What is expected
Please render the lines below as a Markdown table with two columns, No. and Line, giving each line its own numbered row and leaving out any blank lines.

[Items from a labeling collection]
<<<<

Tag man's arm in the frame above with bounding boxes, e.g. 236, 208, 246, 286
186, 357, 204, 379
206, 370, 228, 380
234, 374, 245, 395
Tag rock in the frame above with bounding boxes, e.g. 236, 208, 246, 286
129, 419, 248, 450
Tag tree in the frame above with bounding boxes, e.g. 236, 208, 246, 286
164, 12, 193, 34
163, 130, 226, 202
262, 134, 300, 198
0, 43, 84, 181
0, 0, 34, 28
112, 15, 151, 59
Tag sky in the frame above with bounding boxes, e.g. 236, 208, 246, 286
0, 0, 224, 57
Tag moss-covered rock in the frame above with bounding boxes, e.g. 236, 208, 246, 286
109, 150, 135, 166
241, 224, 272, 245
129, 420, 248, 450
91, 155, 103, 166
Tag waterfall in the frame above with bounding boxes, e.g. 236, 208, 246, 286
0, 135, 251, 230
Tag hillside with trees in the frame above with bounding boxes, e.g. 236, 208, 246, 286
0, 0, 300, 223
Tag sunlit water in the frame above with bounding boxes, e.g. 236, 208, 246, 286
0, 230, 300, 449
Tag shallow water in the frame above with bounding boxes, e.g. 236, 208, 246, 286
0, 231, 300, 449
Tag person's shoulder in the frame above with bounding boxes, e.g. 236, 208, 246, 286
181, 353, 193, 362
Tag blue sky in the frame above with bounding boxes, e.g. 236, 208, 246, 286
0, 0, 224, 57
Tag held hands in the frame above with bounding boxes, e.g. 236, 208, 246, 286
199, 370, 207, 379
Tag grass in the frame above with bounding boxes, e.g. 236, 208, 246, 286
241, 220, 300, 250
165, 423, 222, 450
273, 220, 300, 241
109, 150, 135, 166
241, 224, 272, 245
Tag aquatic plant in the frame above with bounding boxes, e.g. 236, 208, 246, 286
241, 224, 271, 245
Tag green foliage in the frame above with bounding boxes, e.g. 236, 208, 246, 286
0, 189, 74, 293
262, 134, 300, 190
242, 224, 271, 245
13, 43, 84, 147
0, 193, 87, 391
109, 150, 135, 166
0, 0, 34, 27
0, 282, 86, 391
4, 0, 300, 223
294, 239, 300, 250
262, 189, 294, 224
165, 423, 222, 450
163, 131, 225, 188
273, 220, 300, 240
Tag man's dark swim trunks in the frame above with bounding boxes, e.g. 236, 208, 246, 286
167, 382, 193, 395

>>>>

Solution for this problem
| No. | Line |
|---|---|
| 1 | Tag man's arm in the frame above with bounding boxes, e.g. 236, 208, 246, 286 |
| 2 | 186, 357, 204, 379 |
| 3 | 206, 370, 228, 380 |
| 4 | 234, 374, 245, 395 |
| 5 | Tag rock in the frame above with bounding boxes, e.g. 236, 208, 246, 286 |
| 6 | 129, 419, 248, 450 |
| 7 | Tag tree in the frame above with bounding boxes, e.g. 236, 208, 246, 286 |
| 8 | 164, 12, 193, 34 |
| 9 | 163, 130, 226, 202 |
| 10 | 262, 134, 300, 198 |
| 11 | 0, 43, 84, 181 |
| 12 | 0, 0, 34, 28 |
| 13 | 112, 15, 151, 59 |
| 14 | Tag sky in the frame above with bounding boxes, e.g. 236, 208, 246, 286 |
| 15 | 0, 0, 224, 57 |
| 16 | Tag moss-covered rock in the frame above with bounding boxes, e.g. 236, 208, 246, 286 |
| 17 | 109, 150, 135, 166 |
| 18 | 241, 224, 272, 245 |
| 19 | 129, 420, 248, 450 |
| 20 | 91, 155, 103, 166 |
| 21 | Tag waterfall in the frame above with bounding boxes, e.g. 236, 208, 246, 286 |
| 22 | 0, 135, 251, 230 |
| 23 | Tag hillside with trees in the frame above with bounding boxes, e.g. 236, 208, 246, 286 |
| 24 | 0, 0, 300, 223 |
| 25 | Tag sunlit water in the frame above with bounding boxes, e.g. 236, 208, 246, 286 |
| 26 | 0, 230, 300, 449 |
| 27 | Tag shallow water in the frame above with bounding boxes, e.g. 236, 208, 246, 286 |
| 28 | 0, 231, 300, 449 |
| 29 | Tag person's shoulder in the frame above with bounding boxes, e.g. 236, 208, 246, 286 |
| 30 | 181, 353, 193, 362 |
| 31 | Tag blue sky in the frame above with bounding boxes, e.g. 236, 208, 246, 286 |
| 32 | 0, 0, 224, 57 |
| 33 | Tag held hands in the frame above with bounding boxes, e.g. 236, 208, 246, 286 |
| 34 | 199, 370, 207, 379 |
| 35 | Tag grass in the frame above with bounding boxes, e.g. 236, 208, 246, 286 |
| 36 | 241, 220, 300, 250 |
| 37 | 165, 423, 222, 450 |
| 38 | 273, 220, 300, 241 |
| 39 | 109, 150, 135, 166 |
| 40 | 241, 224, 272, 245 |
| 41 | Tag aquatic plant in the frame above with bounding boxes, e.g. 236, 208, 246, 286 |
| 42 | 241, 224, 271, 245 |
| 43 | Tag green foliage in the frame above with bounding boxes, e.g. 236, 208, 246, 286 |
| 44 | 0, 189, 74, 293 |
| 45 | 262, 134, 300, 190 |
| 46 | 242, 224, 271, 245 |
| 47 | 13, 43, 84, 147 |
| 48 | 0, 193, 87, 391 |
| 49 | 109, 150, 135, 166 |
| 50 | 0, 0, 34, 27 |
| 51 | 0, 282, 86, 391 |
| 52 | 4, 0, 300, 223 |
| 53 | 294, 239, 300, 250 |
| 54 | 262, 189, 294, 224 |
| 55 | 165, 423, 222, 450 |
| 56 | 163, 131, 225, 188 |
| 57 | 273, 220, 300, 240 |
| 58 | Tag man's dark swim trunks in the frame above with bounding boxes, e.g. 236, 208, 246, 286 |
| 59 | 167, 382, 193, 395 |